Dataset entries
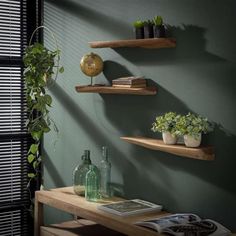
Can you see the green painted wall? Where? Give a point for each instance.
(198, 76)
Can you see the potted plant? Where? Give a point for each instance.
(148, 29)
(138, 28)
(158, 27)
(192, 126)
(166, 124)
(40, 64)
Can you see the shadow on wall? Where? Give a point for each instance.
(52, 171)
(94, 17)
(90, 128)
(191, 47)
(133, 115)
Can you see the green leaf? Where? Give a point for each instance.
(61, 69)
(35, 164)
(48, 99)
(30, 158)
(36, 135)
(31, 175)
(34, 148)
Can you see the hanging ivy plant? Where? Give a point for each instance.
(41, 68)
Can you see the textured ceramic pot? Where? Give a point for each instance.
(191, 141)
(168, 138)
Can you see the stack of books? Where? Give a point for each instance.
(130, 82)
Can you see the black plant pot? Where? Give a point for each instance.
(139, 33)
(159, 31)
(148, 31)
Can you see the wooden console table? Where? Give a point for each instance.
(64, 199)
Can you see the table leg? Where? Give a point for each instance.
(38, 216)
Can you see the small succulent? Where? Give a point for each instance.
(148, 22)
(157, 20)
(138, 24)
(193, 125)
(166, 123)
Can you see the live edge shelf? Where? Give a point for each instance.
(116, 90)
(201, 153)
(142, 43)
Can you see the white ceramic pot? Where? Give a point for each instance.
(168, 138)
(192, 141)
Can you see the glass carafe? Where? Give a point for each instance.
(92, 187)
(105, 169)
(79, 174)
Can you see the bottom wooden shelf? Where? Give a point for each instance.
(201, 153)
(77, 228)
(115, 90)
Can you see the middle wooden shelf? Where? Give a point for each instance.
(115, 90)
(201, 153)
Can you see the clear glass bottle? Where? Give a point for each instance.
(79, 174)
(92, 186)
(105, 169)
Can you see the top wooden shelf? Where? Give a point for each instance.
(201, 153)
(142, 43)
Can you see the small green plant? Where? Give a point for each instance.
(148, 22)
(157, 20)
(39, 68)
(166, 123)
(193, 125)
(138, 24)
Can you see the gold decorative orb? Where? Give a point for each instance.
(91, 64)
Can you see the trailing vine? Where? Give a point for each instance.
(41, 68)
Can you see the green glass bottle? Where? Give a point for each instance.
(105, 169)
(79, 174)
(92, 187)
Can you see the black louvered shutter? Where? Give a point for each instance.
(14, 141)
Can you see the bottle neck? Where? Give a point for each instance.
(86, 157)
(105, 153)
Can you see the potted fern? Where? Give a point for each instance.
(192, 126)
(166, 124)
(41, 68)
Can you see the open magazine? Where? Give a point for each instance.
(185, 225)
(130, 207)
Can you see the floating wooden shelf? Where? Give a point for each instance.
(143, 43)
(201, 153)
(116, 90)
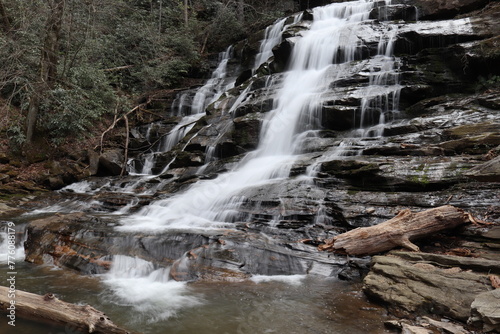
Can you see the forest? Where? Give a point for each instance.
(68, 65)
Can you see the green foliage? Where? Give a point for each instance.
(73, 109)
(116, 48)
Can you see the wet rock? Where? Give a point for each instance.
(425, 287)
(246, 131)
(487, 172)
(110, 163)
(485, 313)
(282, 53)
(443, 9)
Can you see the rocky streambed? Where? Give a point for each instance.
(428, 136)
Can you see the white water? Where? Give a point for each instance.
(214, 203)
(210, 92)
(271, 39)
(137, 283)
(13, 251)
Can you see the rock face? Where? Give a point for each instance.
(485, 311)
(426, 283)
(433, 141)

--

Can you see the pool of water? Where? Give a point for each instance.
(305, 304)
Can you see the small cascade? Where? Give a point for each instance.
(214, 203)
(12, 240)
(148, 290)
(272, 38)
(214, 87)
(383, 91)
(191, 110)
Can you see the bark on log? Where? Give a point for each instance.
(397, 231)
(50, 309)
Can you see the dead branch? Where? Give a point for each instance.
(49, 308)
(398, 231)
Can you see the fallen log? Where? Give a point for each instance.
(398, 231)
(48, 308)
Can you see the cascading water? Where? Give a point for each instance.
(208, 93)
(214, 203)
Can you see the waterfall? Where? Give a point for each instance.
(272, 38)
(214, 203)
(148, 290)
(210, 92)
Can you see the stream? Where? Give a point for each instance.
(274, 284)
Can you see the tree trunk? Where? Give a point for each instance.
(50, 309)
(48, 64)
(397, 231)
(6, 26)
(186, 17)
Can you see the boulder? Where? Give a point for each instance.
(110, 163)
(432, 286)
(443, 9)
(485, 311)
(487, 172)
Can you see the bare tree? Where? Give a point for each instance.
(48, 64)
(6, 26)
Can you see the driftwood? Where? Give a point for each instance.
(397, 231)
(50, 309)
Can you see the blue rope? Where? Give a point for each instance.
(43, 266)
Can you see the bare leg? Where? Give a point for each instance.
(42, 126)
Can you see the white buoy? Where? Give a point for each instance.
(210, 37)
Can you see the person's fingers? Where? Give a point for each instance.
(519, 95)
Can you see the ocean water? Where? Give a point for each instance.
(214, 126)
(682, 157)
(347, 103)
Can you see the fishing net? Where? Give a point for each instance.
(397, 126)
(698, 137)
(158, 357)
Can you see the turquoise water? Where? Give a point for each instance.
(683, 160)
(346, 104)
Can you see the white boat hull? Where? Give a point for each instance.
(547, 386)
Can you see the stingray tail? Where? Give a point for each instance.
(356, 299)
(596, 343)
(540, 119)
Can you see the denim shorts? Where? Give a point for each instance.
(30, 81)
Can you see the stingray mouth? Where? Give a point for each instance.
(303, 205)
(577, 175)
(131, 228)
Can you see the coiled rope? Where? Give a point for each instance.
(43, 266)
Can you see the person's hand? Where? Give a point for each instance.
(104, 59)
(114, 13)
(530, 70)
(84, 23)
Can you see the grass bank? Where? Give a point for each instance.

WHAT YOU ARE ASKED TO DO
Format the stretch of material from the line containing "Can you see the fishing" through the line containing "Can you see the grass" as a numbered list, leaving out any blank lines.

REPLY
1. Can you see the fishing net? Where? Give a point for each instance.
2. (397, 126)
3. (698, 137)
4. (158, 357)
5. Can you see the turquoise water? Where? Give a point for each instance.
6. (683, 160)
7. (346, 104)
8. Can you see the white boat hull? Where? Give a point for each instance.
9. (547, 386)
10. Can you see the stingray tail? Where? Give a point for each instance.
11. (356, 299)
12. (596, 343)
13. (540, 119)
14. Can you see the denim shorts? Where? Give a point for each instance.
15. (30, 81)
16. Can you see the stingray mouth? Where? Give a point for each instance.
17. (303, 205)
18. (577, 175)
19. (131, 228)
20. Can you see the coiled rope? Where? Give a point for each instance.
21. (43, 266)
22. Can you see the person's hand? Where? Give a point for each instance.
23. (104, 59)
24. (114, 13)
25. (530, 70)
26. (84, 23)
27. Can you see the grass bank? Where? Give a point for each instance.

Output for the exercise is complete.